GIVEN RECORDS =
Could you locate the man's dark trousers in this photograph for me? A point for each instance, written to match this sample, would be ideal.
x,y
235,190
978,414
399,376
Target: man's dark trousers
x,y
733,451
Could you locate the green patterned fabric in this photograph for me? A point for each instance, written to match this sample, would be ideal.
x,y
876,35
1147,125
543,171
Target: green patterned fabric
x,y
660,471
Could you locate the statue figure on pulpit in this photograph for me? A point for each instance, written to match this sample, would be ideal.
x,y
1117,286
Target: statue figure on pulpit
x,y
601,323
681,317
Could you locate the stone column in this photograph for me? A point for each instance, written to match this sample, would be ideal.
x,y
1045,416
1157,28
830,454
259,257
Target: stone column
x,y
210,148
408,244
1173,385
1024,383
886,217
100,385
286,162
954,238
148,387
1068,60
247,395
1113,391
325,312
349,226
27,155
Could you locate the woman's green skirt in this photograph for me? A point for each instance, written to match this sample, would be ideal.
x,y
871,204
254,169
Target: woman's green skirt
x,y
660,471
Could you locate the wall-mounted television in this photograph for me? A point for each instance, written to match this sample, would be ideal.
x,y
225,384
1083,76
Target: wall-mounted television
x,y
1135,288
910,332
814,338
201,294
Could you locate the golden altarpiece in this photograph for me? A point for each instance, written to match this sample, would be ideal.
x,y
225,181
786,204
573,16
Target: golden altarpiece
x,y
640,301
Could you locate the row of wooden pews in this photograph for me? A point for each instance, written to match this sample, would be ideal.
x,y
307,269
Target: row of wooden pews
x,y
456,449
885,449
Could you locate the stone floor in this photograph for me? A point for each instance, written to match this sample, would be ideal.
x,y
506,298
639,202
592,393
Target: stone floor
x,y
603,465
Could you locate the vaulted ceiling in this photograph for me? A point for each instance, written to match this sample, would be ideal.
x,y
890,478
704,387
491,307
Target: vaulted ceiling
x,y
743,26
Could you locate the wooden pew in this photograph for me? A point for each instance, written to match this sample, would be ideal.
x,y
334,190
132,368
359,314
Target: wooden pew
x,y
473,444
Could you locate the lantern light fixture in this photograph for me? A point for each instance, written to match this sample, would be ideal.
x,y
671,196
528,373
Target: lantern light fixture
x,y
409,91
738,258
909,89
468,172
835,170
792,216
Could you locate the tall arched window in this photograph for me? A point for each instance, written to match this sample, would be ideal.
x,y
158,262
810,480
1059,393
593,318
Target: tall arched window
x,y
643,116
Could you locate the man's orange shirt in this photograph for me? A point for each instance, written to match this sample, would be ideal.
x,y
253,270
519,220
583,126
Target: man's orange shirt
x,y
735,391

TASK PROMPT = Switch every "Target" in the rows above to "Label", and write the rows out again with nothing else changed.

ANSWER TO THIS PROBLEM =
Could you locate the man's dark trousers in this photograph for me? A point for each instance, written to match this sample, would be ideal.
x,y
235,190
978,414
399,376
Label: man's dark trousers
x,y
733,451
Could you locate the green patterned fabric in this photograph for me? A point for each instance, written to match this sample, would be ideal.
x,y
876,35
1147,125
543,171
Label: green patterned fabric
x,y
660,471
Could you locate the statue figure on pulpit in this photograph for me? A point for each instance, written to match this sample, would be ideal.
x,y
1117,286
Label: statue figure on pulpit
x,y
601,323
681,317
Could you locate the stone column in this photograph for me? A point for each instance, written to match this sample, would be ideal.
x,y
1045,416
1157,28
830,454
259,257
Label: stone column
x,y
210,148
408,244
1173,385
1024,383
886,217
100,385
286,162
954,238
148,387
1068,60
247,395
1113,391
325,312
349,226
27,155
Could you locate the woman's green skirt in this photograph for me? A point for each instance, written to match this sample, would be ideal.
x,y
871,204
254,169
Label: woman's green skirt
x,y
660,471
Could you locate the wall-mounted television in this photograph for me? A point for each instance, written to match this sample, would be ideal.
x,y
225,384
1083,76
Label: wall-mounted television
x,y
1135,288
910,332
814,338
201,294
Could you locate the golden altarpiece in this photograph for me? A point for each instance, written to match this sample, would be ideal.
x,y
225,181
786,204
573,16
Label: golden altarpiece
x,y
640,301
Could you locate the row of wooden pews in this photograph for me? A point for each instance, written to match this sample, would be ideal.
x,y
307,269
Label: row of wooden pews
x,y
456,449
885,449
Could you locate the stone floor in this photograph for me? A point for each instance, written to match this sample, would be ideal.
x,y
506,298
639,202
592,393
Label: stone floor
x,y
603,465
Could you locate the vaulted ceiling in this photograph for me? A point for each instance, written to match this sample, would be ideal.
x,y
890,478
704,387
491,307
Label: vaulted ceiling
x,y
743,26
Could you locate the wooden pew in this photograph for me? A point for each instance, written to match this sample, would be ideal.
x,y
334,190
132,368
359,314
Label: wooden pew
x,y
473,444
Could you locate the lantern light fixture in this photograph for me? A point for each instance, written to match this sample, would be ideal.
x,y
671,196
528,373
Label: lantern light fixture
x,y
409,91
738,258
909,89
468,172
835,170
792,216
Could you locate the tall arched window in this photograph for me? A point for each instance, written to match this sample, would be ideal.
x,y
158,262
810,480
1059,393
593,318
Label: tall arched window
x,y
643,116
Could you locate the man's orange shirt in this photograph for me? A point for each instance, written to match this sample, would be ideal.
x,y
253,270
519,220
583,126
Label: man's orange shirt
x,y
735,391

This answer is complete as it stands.